Source extract >>
▽

Median rhomboid glossitis. An erythematous, well-defined, elliptical area located posteriorly in the midline of the dorsum of the tongue and anteriorly to the circumvallate papillae
Median rhomboid glossitis. A well-defined smooth, reddish area on the dorsum of the tongue located in the midline anterior to the circumvallate papillae (Courtesy of Prof. Dr. Antonio Adilson Soares de Lima)
Median rhomboid glossitis. An erythematous, well-defined, elliptical area on the dorsum of the tongue located in the midline anterior to the circumvallate papillae (Courtesy of Prof. Dr. Maria Angela Naval Machado)
Same patient of Fig. 9.3. Erythematous spot located in the median plane of the hard palate: kissing lesion (Courtesy of Prof. Dr. Maria Angela Naval Machado)
Despite the relative frequency of MRG, little is known about its etiology. MRG once was thought to be developmental in origin, although it is seen almost exclusively in adults (Baughman 1971; Cooke 1975). It is now believed to represent an end stage of candidal infection and is similar to papillary hyperplasia of the palate (McNally and Langlais 1996). There are several predisposing factors associated with MRG such as smoking, denture wearing, diabetes mellitus, as well as candidal infections (Espinoza et al., 2003; van der Wal et al., 1986; Soysa and Ellepola 2005). Goregen et al. (2011) observed that although there was a significant association between MRG and Candida and diabetes mellitus, possible risk factors for oral candidosis such as smoking and denture wearing were invalid for MRG. Avcu and Kanli (2003) also observed that the prevalence of MRG was not associated with tobacco use, use of black tea, and oral hygiene index in a Turkish population.

△

Excerpts from a dataset >>

▽

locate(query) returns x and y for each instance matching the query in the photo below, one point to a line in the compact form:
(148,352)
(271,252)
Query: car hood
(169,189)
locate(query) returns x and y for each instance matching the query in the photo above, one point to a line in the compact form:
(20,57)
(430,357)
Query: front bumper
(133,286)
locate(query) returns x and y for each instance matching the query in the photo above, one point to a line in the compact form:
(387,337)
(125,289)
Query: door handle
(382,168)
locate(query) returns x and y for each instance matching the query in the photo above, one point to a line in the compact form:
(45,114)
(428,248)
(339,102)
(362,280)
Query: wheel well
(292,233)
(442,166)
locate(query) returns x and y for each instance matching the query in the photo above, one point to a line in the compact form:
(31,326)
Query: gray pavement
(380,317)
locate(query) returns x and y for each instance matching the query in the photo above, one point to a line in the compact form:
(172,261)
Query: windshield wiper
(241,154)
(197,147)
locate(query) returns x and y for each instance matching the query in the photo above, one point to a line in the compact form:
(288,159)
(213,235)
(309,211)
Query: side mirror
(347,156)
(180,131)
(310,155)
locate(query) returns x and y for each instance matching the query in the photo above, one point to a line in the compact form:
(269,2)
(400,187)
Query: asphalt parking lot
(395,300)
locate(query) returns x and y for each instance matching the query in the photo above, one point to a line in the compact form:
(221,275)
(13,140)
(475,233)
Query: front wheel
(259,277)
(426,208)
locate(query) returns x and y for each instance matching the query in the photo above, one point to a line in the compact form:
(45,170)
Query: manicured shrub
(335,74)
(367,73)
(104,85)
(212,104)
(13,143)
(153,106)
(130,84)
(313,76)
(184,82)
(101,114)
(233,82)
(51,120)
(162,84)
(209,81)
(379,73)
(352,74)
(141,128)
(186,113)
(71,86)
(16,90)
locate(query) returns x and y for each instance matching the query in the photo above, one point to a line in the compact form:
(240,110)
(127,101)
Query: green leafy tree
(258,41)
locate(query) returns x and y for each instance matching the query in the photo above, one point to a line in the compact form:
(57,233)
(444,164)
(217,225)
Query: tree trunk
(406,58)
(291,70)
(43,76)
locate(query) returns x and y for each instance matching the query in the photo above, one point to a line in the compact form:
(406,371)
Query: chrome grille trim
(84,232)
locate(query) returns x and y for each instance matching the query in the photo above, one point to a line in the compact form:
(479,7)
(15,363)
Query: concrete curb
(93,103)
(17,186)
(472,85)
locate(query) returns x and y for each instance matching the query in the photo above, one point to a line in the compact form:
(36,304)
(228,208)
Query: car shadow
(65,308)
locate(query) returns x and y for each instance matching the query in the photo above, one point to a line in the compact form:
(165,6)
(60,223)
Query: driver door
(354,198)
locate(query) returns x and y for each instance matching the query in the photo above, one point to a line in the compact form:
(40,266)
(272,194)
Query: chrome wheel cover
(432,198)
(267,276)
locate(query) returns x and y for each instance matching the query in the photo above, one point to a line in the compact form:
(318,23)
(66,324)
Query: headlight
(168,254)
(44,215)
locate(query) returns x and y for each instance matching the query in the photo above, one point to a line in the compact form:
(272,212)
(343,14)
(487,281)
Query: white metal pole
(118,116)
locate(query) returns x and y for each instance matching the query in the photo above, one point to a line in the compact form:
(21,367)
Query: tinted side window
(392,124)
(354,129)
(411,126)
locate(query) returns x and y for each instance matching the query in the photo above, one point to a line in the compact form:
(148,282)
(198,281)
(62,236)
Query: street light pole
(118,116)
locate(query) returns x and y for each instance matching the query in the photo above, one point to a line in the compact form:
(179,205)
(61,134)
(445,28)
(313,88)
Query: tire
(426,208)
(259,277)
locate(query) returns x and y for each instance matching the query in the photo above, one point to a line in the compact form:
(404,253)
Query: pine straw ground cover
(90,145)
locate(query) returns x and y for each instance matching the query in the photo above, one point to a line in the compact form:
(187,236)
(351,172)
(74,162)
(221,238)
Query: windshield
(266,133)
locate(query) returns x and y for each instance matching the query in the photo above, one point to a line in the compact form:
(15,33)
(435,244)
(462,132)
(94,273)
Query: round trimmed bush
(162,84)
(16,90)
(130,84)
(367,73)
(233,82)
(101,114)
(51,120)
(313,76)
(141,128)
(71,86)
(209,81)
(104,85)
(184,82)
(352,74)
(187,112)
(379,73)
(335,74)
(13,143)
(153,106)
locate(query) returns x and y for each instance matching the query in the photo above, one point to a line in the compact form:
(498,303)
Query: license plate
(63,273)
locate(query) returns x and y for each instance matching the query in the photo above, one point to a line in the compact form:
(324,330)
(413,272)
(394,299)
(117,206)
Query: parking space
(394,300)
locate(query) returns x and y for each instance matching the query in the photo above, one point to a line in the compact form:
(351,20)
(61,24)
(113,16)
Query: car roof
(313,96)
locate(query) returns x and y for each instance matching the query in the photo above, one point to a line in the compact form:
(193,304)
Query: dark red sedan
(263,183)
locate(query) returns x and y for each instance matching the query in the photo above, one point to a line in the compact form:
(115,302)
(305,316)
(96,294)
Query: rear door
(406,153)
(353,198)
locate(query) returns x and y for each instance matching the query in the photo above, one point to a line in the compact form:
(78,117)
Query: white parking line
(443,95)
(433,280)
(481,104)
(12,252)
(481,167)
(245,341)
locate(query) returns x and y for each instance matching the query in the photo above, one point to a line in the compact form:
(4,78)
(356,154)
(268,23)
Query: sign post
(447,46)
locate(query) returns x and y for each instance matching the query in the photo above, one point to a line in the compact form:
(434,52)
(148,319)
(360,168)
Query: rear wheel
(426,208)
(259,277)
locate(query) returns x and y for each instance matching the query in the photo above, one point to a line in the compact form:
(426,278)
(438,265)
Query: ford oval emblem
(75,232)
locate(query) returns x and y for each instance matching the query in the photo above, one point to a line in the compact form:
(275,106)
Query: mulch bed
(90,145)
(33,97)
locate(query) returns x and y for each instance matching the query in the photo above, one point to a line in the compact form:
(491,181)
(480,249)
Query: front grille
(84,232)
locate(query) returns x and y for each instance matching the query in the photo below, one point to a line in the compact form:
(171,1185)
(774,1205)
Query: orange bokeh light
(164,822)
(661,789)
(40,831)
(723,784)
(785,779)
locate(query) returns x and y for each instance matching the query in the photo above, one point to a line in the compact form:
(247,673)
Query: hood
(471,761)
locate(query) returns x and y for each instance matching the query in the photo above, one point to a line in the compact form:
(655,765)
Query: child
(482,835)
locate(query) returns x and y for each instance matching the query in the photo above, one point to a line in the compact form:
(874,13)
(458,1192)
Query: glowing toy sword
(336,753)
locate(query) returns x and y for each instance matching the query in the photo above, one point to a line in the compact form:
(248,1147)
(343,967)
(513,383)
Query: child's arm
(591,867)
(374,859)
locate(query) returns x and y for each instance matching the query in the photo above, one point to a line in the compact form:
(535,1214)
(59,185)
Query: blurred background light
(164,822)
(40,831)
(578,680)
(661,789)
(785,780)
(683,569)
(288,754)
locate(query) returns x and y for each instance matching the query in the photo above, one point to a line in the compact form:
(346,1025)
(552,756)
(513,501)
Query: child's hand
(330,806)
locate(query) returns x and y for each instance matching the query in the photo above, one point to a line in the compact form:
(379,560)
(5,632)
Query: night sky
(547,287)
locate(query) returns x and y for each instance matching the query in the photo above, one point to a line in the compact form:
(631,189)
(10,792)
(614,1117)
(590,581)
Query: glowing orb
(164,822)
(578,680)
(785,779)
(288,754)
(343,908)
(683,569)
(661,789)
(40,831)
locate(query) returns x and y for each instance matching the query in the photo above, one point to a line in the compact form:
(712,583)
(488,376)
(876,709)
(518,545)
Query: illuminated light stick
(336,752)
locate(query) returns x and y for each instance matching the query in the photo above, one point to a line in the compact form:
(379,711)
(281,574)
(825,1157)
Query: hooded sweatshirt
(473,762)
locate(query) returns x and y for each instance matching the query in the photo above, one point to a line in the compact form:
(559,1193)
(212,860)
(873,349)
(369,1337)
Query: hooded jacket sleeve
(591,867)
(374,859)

△

Task set >>
• a. Using the median rhomboid glossitis passage above, say whether each statement agrees with it: (i) MRG is seen almost exclusively in adults; (ii) Avcu and Kanli found that the prevalence of MRG was associated with tobacco use in a Turkish population; (iii) Goregen et al. observed a significant association between MRG and diabetes mellitus. Answer yes or no for each, quoting the deciding words of the passage.
• b. Pick up the median rhomboid glossitis passage after its final sentence and continue writing it.

Solved tasks >>
• a.
(i) Yes: "it is seen almost exclusively in adults"
(ii) No: "the prevalence of MRG was not associated with tobacco use, use of black tea, and oral hygiene index in a Turkish population"
(iii) Yes: "there was a significant association between MRG and Candida and diabetes mellitus"

• b.
Although there are several studies and hypotheses about the origin of MRG, the importance of Candida to the etiology of this lesion is still controversial because embryological, anatomical, and traumatic factors, and a mixed microbiota may favor the appearance of Candida (Scully et al., 1994; Manfredi et al., 2013). This would explain why the administration of antifungal therapy is sufficient to achieve clinical improvement in some cases and not in another (Samaranayake et al., 2009; Manfredi et al., 2013).